▶ [What needs to be done]: Convert the stretch of entries below, from the line containing "the lizard eye" through the last entry, into a JSON list of strings with one string per line, omitting blank lines.

▶ [Supplied data]:

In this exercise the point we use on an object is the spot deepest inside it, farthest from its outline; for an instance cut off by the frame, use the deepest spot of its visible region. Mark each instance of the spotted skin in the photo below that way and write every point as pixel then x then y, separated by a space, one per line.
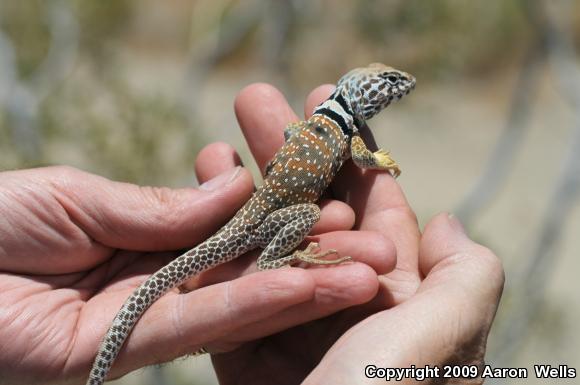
pixel 281 212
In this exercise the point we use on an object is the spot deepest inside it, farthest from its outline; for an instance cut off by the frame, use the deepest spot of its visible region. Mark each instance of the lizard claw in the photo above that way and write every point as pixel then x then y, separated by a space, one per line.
pixel 313 256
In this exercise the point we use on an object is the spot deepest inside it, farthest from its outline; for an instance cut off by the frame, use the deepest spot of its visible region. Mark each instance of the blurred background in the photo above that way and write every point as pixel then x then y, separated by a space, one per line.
pixel 132 90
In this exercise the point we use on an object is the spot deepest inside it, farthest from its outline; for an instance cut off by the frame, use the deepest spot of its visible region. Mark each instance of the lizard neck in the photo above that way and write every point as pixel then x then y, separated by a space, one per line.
pixel 337 109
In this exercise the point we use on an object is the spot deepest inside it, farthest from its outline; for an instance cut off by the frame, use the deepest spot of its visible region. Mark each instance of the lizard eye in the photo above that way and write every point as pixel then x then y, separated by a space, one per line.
pixel 392 79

▶ [Task output]:
[
  "In this exercise the point we use on an object is the spot deepest inside it, farthest from its outline; for an instance cut off by the frame, use the deepest spot of its visible region. Mark each instance of the lizard eye in the photo above that way and write every point as pixel then x then y, separated by a space, one per line.",
  "pixel 392 79"
]